**Text to read:**
## BEGIN

So I've been talking about the early Chinese Soto lineage and the founder Dong Shan and the story about his meeting with his teacher. And when he left his teacher, he asked, what is the teaching? If someone asks me about your teaching after you're gone, what is the the essence of your teaching. And his teacher, Yun Yun, was silent for a little while and then said, just this is it. Just this is it. So our practice is about how we meet and how we take care of just this. As it arises, with the birds singing, And the next breath, as we sit upright on our cushion, and as we go out and meet the circumstances of our life, just this is it.

[02:07]

So again, this isn't passive, just acceptance of things as they are. It's a kind of dynamic practice. How do we do this practice of suchness or thusness? So in the beginning of the song of the Jewel Marrow Samadhi, which we've I'm talking about especially Wednesday mornings in San Rafael. Dong Shan, the Chinese Soto Zen founder says, the dharma of suchness, the teaching of the reality of suchness, is intimately communicated by Buddhas and ancestors. Now you have it, preserve it well. So this practice is not about finding something you don't already have or acquiring something new or getting something or even exactly transforming your awareness and reaching some higher new state of consciousness. It's about just meeting the world as it is and our life as it is. And of course, as it is means that we are not separate from the world. And so it's a responsive practice.

[03:14]

It's a kind of dynamic practice and it's a big problem. How do we take care of just this? So there's this story I talked about last month that after Dongshan became a teacher and he told the story to his monks about leaving his teacher and his teacher saying, just this is it. One of his monks asked him, at that time, did your teacher, Yunyan, know it is or not? And Dongshan said, if he did not know what it is, how could he have been able to say it? If he did know what it is, how could he be willing to say it? So anything I say may miss the mark.

## END

**What the exercise asks:**
Edit the passage of the talk that opens with "So again, this" and closes with "a responsive practice.", putting "receptive" in place of "responsive". The records that come next have nothing to do with this text.

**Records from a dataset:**
## BEGIN

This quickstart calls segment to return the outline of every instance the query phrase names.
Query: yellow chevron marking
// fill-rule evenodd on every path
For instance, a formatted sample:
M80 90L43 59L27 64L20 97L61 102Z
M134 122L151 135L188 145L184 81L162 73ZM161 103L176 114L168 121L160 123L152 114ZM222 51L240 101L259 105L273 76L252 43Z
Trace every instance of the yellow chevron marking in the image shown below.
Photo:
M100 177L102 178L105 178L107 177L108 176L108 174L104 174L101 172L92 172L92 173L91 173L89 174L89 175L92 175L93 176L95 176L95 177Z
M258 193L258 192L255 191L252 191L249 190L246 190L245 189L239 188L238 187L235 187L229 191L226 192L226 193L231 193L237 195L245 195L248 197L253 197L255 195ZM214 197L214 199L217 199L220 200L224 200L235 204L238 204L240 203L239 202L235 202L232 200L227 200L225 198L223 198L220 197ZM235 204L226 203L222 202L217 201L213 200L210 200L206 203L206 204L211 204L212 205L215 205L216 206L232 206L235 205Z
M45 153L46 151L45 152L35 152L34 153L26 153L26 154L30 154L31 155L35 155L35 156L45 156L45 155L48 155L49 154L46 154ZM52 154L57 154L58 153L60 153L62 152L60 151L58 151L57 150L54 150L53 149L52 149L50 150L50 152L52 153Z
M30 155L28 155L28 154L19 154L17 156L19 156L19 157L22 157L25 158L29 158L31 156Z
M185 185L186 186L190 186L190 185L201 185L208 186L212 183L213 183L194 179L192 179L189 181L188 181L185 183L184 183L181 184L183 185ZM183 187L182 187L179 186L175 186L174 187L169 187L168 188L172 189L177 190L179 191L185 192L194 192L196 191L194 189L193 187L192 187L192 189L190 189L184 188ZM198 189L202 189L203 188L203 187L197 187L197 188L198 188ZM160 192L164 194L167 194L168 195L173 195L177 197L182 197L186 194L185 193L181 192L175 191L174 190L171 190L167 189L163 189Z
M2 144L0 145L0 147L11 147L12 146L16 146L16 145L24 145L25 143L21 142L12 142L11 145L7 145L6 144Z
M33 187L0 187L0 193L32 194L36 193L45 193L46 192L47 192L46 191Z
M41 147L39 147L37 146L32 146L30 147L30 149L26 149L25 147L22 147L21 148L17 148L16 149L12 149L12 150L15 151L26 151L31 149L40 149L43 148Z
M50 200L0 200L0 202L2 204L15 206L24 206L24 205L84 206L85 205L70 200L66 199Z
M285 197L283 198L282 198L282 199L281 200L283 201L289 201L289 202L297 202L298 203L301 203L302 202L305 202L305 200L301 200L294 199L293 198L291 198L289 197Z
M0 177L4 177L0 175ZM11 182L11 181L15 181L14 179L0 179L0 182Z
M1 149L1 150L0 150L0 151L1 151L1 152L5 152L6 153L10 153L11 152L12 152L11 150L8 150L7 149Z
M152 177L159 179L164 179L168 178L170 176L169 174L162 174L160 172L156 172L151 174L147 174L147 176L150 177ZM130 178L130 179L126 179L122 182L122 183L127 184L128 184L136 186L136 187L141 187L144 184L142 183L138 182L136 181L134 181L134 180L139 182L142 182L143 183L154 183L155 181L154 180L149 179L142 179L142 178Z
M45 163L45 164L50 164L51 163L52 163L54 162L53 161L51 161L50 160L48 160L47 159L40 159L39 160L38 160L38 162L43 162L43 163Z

## END

**Solution to the exercise:**
So again, this isn't passive, just acceptance of things as they are. It's a kind of dynamic practice. How do we do this practice of suchness or thusness? So in the beginning of the song of the Jewel Marrow Samadhi, which we've I'm talking about especially Wednesday mornings in San Rafael. Dong Shan, the Chinese Soto Zen founder says, the dharma of suchness, the teaching of the reality of suchness, is intimately communicated by Buddhas and ancestors. Now you have it, preserve it well. So this practice is not about finding something you don't already have or acquiring something new or getting something or even exactly transforming your awareness and reaching some higher new state of consciousness. It's about just meeting the world as it is and our life as it is. And of course, as it is means that we are not separate from the world. And so it's a receptive practice.